CHALLENGE:
Reproduce every item below word for word, keeping each line as it stands.

#### SOURCE DATA

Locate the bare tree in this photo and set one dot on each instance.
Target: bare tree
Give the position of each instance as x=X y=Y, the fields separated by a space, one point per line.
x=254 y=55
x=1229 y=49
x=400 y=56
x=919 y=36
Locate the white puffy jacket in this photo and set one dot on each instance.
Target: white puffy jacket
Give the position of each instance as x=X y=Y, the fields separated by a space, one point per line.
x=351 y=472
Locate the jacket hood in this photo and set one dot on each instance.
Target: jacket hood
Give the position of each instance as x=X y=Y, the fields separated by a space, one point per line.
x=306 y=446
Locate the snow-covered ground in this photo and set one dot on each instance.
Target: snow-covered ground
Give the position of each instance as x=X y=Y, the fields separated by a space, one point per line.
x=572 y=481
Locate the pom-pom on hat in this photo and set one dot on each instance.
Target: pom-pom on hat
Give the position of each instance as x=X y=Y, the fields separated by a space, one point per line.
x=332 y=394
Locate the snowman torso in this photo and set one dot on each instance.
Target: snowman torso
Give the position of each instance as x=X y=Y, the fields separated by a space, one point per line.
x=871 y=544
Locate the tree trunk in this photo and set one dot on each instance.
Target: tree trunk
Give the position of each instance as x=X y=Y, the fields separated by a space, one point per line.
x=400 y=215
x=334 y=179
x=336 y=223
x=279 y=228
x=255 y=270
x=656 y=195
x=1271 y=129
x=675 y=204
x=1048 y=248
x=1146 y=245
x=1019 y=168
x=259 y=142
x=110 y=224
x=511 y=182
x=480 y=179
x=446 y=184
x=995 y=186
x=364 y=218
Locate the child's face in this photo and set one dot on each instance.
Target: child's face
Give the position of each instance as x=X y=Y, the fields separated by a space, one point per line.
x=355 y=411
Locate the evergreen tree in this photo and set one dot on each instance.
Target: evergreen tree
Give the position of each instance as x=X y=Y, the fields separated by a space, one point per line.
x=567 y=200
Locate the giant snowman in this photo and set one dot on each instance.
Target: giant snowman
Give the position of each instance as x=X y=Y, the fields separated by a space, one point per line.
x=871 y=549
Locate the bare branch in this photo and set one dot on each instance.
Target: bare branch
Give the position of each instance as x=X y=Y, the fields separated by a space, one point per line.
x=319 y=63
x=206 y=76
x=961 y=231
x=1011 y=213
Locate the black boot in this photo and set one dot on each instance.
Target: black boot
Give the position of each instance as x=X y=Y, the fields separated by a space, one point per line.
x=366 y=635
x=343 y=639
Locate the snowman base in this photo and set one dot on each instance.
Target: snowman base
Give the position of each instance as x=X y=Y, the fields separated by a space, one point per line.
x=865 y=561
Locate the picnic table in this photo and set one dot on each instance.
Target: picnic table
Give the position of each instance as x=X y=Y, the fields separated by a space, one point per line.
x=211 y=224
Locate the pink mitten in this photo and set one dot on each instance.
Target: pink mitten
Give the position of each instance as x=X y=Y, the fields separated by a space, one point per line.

########

TASK RESPONSE:
Locate the bare tree in this photo and set one dot on each instance.
Target: bare tree
Give the position of each instance as x=X y=Y, the fields separated by a space, one point per line.
x=254 y=55
x=1229 y=49
x=400 y=56
x=919 y=36
Locate the white puffy jacket in this photo and set one dot on each instance.
Target: white puffy jacket
Give the position of each instance as x=X y=Y, the fields separated by a space, one point per line.
x=351 y=472
Locate the jacket hood in this photo and set one dot on each instance.
Target: jacket hood
Give the position of each instance as x=X y=Y, the fields separated by a space, one point per line.
x=306 y=446
Locate the snow-covered ground in this photo and set one dot on each instance.
Target: snow-covered ground
Give the position of each instance as x=X y=Y, the fields separated by a space, one point per line.
x=572 y=481
Locate the pom-pom on hat in this photo and set one dot on each instance.
Target: pom-pom on hat
Give the position of each instance as x=X y=Y, the fields separated by a space, one point per line.
x=332 y=394
Locate the snowman torso in this photo and set one dot on each instance.
Target: snowman torso
Give the position of each instance as x=X y=Y, the fields separated by a space, one point per line.
x=871 y=544
Locate the tree trunk in this photo and set one dot on each instance.
Target: tree trunk
Give the position of each instance as x=X y=Y, the fields separated by a space, one point per line.
x=400 y=215
x=334 y=179
x=336 y=223
x=279 y=228
x=255 y=270
x=656 y=195
x=1271 y=129
x=675 y=204
x=1048 y=248
x=1146 y=245
x=1019 y=168
x=259 y=142
x=110 y=224
x=511 y=182
x=480 y=179
x=446 y=184
x=995 y=186
x=364 y=218
Locate the child's face in this photo and set one dot on each instance.
Target: child's face
Give the position of each instance as x=X y=Y, the fields separated by a space, one point per line.
x=355 y=411
Locate the evergreen tree in this photo and set one dot on each instance.
Target: evergreen tree
Give the position of each instance as x=X y=Y, the fields separated by a space, one point per line.
x=567 y=200
Locate the giant snowman in this photo and set one dot on each instance.
Target: giant snowman
Give the position of each instance as x=X y=Y, the fields separated by a space, one point per line.
x=871 y=549
Locate the bare branch in this photo and set one dot on each instance.
Target: bare branch
Give the position of each instance as x=X y=Y, the fields separated by a space, one point per line.
x=319 y=63
x=206 y=76
x=961 y=231
x=1011 y=213
Locate the black boot in this photo and set one dot on each instance.
Target: black boot
Give the position of each instance as x=X y=Y, the fields separated by a space, one point per line.
x=366 y=635
x=343 y=639
Locate the snowman base in this photo and set one dot on each instance.
Target: snowman base
Give the position of each instance as x=X y=Y, the fields separated by a space, one point per line.
x=865 y=561
Locate the picnic table in this photo and set one dot on each instance.
Target: picnic table
Give the position of each instance as x=X y=Y, the fields separated by a space, one point per line.
x=211 y=224
Locate the pink mitten in this photo and set one dot on each instance.
Target: pink mitten
Give the position of each instance as x=X y=Y, the fields separated by a space, one point per line.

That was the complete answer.